# Task details:
Copy every line from the one containing "wheelchair headrest, every" through the last line of the records below, both included, and nothing else.

####################

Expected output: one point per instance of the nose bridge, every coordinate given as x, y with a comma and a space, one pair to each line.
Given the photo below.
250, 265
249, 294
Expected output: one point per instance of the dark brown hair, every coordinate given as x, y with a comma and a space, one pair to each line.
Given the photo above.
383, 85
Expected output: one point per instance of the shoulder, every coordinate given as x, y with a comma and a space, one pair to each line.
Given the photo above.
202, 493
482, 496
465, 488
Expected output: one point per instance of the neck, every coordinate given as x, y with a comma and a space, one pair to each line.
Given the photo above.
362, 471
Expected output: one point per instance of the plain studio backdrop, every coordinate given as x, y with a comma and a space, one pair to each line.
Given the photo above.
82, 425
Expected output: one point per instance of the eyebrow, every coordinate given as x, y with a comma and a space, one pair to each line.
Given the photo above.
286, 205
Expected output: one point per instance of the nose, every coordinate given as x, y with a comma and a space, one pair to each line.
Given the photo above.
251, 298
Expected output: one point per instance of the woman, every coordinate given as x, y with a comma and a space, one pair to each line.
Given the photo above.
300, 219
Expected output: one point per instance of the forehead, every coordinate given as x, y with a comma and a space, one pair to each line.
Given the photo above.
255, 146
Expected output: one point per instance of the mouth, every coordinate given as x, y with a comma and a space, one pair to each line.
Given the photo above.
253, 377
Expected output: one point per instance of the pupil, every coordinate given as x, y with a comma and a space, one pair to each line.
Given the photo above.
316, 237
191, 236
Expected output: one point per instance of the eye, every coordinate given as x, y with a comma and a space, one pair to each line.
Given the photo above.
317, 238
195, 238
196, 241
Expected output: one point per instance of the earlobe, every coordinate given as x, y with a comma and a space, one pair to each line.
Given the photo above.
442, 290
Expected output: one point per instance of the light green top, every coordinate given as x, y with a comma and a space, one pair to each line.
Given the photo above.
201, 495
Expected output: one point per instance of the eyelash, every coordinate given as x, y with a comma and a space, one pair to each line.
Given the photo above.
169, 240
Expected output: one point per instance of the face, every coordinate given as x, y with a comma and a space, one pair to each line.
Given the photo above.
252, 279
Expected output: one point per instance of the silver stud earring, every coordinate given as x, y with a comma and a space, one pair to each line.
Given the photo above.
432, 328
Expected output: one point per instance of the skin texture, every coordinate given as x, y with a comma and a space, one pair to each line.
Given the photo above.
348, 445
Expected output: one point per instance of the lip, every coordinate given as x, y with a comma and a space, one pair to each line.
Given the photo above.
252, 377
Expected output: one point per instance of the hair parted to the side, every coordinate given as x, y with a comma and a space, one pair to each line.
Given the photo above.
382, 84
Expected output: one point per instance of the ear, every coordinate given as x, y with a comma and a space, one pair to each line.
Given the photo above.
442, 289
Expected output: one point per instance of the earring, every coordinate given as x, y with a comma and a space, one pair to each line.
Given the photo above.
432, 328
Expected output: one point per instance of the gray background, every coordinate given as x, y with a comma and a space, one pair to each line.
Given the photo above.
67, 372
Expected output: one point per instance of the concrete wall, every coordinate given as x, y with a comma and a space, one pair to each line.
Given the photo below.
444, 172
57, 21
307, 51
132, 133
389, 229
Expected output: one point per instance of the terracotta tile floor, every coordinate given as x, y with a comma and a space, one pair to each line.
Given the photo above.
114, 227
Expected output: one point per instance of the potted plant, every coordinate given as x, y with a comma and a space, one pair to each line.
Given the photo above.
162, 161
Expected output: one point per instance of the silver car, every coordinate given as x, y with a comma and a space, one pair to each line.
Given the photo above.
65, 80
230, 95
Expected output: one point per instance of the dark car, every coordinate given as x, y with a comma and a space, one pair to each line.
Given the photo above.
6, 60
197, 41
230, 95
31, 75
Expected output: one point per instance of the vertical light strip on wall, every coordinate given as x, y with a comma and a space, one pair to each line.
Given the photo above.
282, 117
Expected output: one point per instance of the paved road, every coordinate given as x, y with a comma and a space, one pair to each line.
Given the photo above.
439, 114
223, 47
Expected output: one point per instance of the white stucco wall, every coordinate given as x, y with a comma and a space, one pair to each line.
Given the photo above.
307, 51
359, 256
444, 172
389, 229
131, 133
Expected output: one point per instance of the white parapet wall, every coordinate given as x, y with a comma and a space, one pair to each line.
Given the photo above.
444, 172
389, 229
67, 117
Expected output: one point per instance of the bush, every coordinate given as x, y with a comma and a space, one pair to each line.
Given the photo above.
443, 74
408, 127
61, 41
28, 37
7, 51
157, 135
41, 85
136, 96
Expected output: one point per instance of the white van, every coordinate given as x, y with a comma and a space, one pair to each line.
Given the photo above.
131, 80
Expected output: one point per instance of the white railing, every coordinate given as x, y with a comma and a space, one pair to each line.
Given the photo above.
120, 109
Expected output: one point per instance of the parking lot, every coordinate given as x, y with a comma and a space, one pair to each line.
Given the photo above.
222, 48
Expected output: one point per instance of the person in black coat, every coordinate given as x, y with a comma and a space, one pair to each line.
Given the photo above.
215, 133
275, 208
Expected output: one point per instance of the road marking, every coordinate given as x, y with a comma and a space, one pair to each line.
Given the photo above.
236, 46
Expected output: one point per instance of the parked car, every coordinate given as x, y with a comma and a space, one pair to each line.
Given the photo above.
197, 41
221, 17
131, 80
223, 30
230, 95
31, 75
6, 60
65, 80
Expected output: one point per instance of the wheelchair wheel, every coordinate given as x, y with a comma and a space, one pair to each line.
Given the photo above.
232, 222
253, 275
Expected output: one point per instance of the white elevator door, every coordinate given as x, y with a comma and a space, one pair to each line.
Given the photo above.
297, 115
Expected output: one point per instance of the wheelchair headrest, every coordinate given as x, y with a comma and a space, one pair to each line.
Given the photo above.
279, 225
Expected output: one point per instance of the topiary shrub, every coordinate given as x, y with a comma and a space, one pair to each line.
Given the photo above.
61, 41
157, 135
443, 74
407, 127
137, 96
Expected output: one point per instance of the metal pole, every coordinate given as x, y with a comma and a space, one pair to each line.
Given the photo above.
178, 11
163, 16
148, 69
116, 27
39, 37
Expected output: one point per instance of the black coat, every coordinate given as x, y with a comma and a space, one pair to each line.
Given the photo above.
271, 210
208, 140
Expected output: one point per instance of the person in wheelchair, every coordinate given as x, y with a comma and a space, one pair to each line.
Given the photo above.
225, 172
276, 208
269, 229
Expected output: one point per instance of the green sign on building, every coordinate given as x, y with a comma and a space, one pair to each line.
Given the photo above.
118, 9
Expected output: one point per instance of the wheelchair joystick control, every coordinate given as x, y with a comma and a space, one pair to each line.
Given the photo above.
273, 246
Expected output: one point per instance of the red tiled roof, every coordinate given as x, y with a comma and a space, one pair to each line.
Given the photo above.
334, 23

####################

# Result for this exercise:
Expected output: one point per instance of the wheelchair headrest, every coordinate given as x, y with a comma and a space, one pair to each line.
Given the photo above.
279, 225
Expected output: one point per instance of the topiary shrub, every coordinate given as x, y with a comma and a space, one pair to each line.
Given the photo above.
61, 41
157, 135
443, 74
407, 127
137, 96
Expected output: one point per instance of the metal pole, every coordinate given as x, y with a comma and a space, one pair to each line.
Given the photo above.
178, 11
163, 16
148, 69
116, 27
39, 37
Expected output: one point per instance of the black coat, every coordinate given as x, y with a comma and a space, one pair to each line.
Given the photo above.
271, 210
208, 140
Expected output: one point per instance of the person in wheelchair, every coordinate given as x, y with a comma and a space, one pair to each line.
Given the photo above.
225, 172
276, 208
269, 229
Expected output: one point per instance of the green sign on building, every coordinate given as x, y with a comma and a space, one pair to each line.
Given the photo above.
118, 9
Expected output: one point per instance of the wheelchair joystick control, every coordinate given as x, y with a comma and a space, one pair to each line.
Given the photo above.
273, 246
Expected output: one point per instance of the red tiled roof, every coordinate given as x, y with a comma and a space, one pair to each line.
Given the photo above.
334, 23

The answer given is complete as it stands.